About this exercise — In the records below, please retype word for word every line from the one containing "Rules: pick out every instance of the green plant" through the final one, both included, and nothing else.

□ □ □ □ □

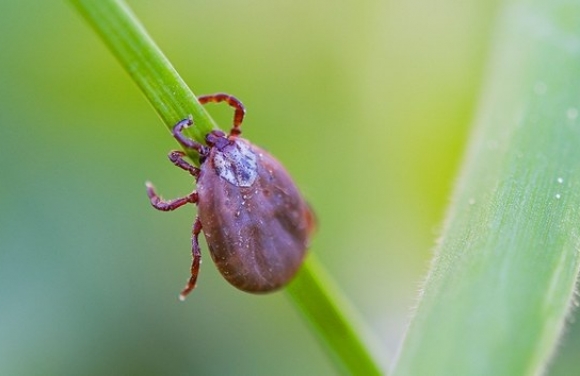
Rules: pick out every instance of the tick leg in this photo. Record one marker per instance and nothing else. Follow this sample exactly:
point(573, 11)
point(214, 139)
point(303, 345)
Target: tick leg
point(234, 102)
point(196, 259)
point(186, 142)
point(176, 157)
point(159, 204)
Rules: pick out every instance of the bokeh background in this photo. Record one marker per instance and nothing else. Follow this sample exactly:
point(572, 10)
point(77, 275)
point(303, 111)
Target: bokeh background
point(368, 104)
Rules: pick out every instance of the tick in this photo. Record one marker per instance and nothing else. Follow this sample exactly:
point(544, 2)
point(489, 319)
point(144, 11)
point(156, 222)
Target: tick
point(255, 221)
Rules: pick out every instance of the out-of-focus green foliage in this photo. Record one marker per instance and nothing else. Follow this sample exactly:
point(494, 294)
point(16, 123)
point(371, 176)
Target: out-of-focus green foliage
point(367, 104)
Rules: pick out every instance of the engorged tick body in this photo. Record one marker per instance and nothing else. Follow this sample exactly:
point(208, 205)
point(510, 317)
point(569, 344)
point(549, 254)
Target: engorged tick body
point(256, 223)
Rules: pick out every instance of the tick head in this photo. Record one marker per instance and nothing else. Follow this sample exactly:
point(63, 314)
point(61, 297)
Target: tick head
point(216, 139)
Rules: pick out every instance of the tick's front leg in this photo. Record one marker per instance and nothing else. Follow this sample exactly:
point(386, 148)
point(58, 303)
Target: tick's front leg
point(159, 204)
point(196, 254)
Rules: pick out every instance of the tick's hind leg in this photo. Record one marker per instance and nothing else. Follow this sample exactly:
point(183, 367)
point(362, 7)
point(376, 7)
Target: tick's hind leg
point(160, 204)
point(196, 259)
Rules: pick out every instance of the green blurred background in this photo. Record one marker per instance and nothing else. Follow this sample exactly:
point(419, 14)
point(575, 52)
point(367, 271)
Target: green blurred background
point(368, 105)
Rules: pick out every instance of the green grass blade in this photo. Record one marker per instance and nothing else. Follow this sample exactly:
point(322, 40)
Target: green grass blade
point(503, 278)
point(146, 64)
point(346, 338)
point(316, 296)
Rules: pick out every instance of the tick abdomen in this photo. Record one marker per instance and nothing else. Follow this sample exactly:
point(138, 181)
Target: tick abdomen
point(257, 234)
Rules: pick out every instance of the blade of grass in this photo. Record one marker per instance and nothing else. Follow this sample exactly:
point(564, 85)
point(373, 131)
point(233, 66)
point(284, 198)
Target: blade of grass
point(315, 295)
point(148, 67)
point(327, 310)
point(505, 269)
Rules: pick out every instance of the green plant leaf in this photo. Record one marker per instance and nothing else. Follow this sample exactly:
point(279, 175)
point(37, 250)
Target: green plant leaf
point(503, 278)
point(318, 299)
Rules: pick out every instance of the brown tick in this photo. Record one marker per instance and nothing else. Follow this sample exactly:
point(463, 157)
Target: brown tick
point(256, 223)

□ □ □ □ □

Result below —
Rules: pick out every instance of the green plant leaf in this photo. Record one marker per instance and nothing else. Follow this sample exactly:
point(279, 175)
point(37, 250)
Target: green plant leaf
point(503, 278)
point(318, 299)
Rules: pick out every instance of the brown tick in this photo. Record one marker per instance and nothing else. Follow this sample exactly:
point(463, 157)
Target: brown tick
point(256, 223)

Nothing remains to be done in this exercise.